===== Data provided

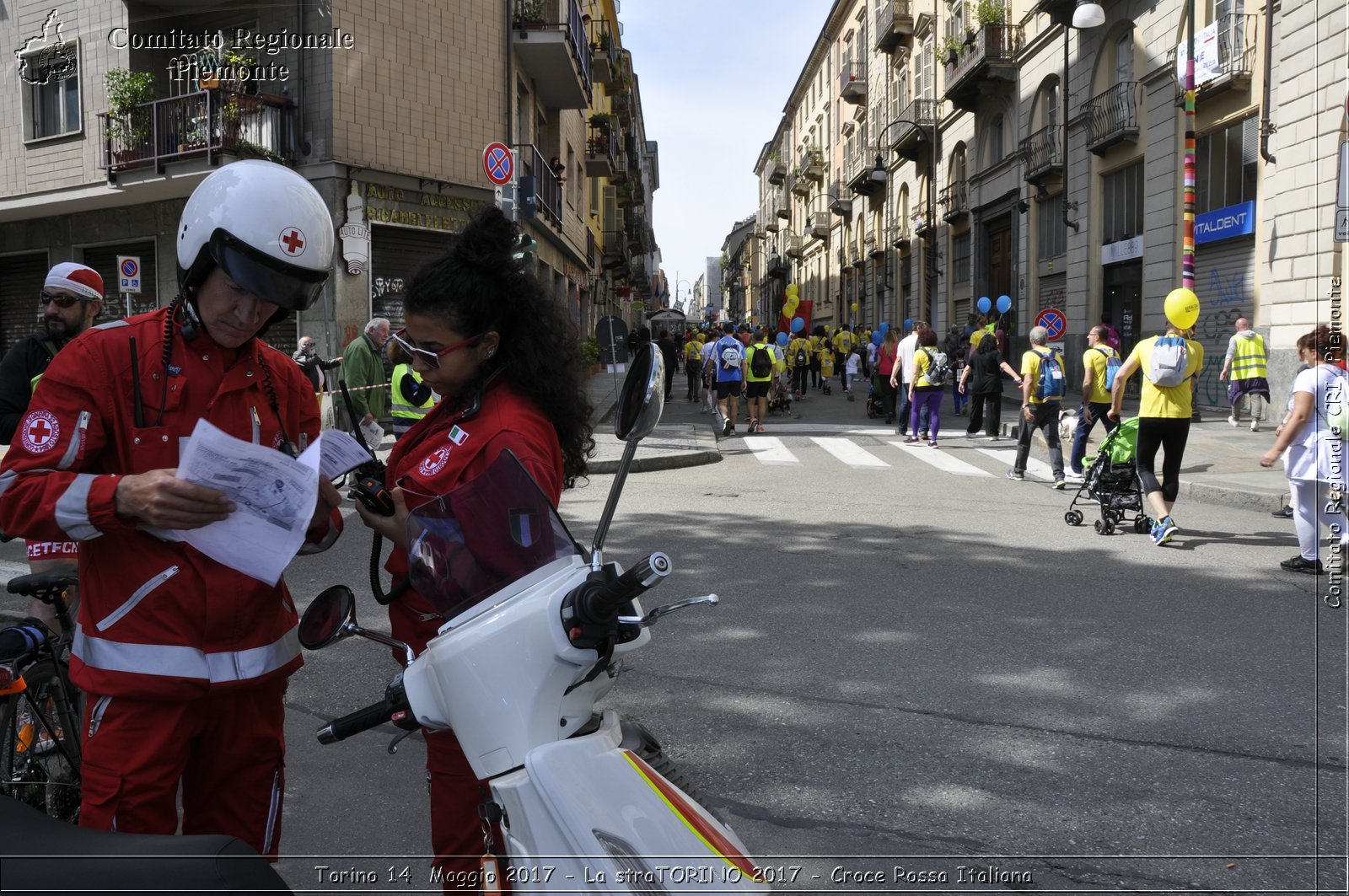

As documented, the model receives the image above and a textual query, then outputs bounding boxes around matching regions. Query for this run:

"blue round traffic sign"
[1035,308,1068,343]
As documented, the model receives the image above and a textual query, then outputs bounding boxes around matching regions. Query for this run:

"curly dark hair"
[403,208,595,489]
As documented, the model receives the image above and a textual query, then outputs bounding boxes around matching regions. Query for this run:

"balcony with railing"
[843,146,885,196]
[798,146,825,184]
[936,181,970,224]
[890,97,938,161]
[510,0,591,110]
[839,62,866,103]
[944,24,1023,112]
[1167,12,1260,105]
[1021,124,1063,184]
[875,0,913,52]
[99,88,295,178]
[591,20,618,88]
[515,143,562,229]
[1086,81,1142,155]
[585,124,618,178]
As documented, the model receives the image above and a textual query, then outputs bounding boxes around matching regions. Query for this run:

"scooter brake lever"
[618,593,720,629]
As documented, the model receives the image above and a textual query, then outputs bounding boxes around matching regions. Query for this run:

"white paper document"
[177,420,320,584]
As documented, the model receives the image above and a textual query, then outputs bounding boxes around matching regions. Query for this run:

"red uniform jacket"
[0,309,341,700]
[384,382,562,623]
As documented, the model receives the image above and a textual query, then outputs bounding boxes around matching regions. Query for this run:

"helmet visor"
[211,229,328,312]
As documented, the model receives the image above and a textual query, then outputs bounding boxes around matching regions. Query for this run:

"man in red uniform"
[0,161,341,858]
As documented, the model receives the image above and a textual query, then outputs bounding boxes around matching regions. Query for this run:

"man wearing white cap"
[0,262,103,629]
[0,262,103,445]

==========

# [Work to complete]
Retype every entry above word for word, without the picture.

# [Problem solution]
As documented, the model receives the image above and a textual query, then outputs bounding boxes around matching regions. Query for this run:

"blue round traffic sign"
[1035,308,1068,343]
As documented, the model receives the image above and a textual query, then outputs bounding boxes around matching regions. Query for this run:

"curly dark hair"
[403,208,595,489]
As documented, the model receives the image above and a textual query, then outputs bounding boxes around matching regions. Query for this run:

"balcony with railing"
[843,146,885,196]
[798,146,825,184]
[936,181,970,224]
[890,97,938,161]
[510,0,591,110]
[839,62,866,103]
[944,24,1023,112]
[1167,12,1260,105]
[1021,124,1063,184]
[875,0,913,52]
[99,88,295,178]
[591,20,618,88]
[515,143,562,229]
[1086,81,1142,155]
[585,124,618,178]
As documented, the model receives the image above and a textual query, then outputs bounding boxes around matching regions. Query for this run:

"scooter brake lever"
[618,593,720,629]
As documented, the model receives the image above and a textual query, then outputs bounding boxes around matching regions. Query for this run:

"white paper document"
[177,420,320,584]
As documented, the model receives the image above and a textual query, then outputs bounding boxes around matching regions. Query for this run:

"red uniform jacket"
[0,309,341,700]
[384,382,562,623]
As documented, the model receives the image above and a textual query, then outputs bounding boxes around matching regions. Query for this run:

"helmet visor"
[211,229,328,312]
As documented, the model receives the image above and a textual query, then outputs bounding boxes around matching regions. Query for this run:

"man in red uniform"
[0,161,341,858]
As documented, the model receives the image above and a textual query, then outputs bounding boxes around matching regions. Query for this run:

"man wearing white cap"
[0,262,103,629]
[0,262,103,445]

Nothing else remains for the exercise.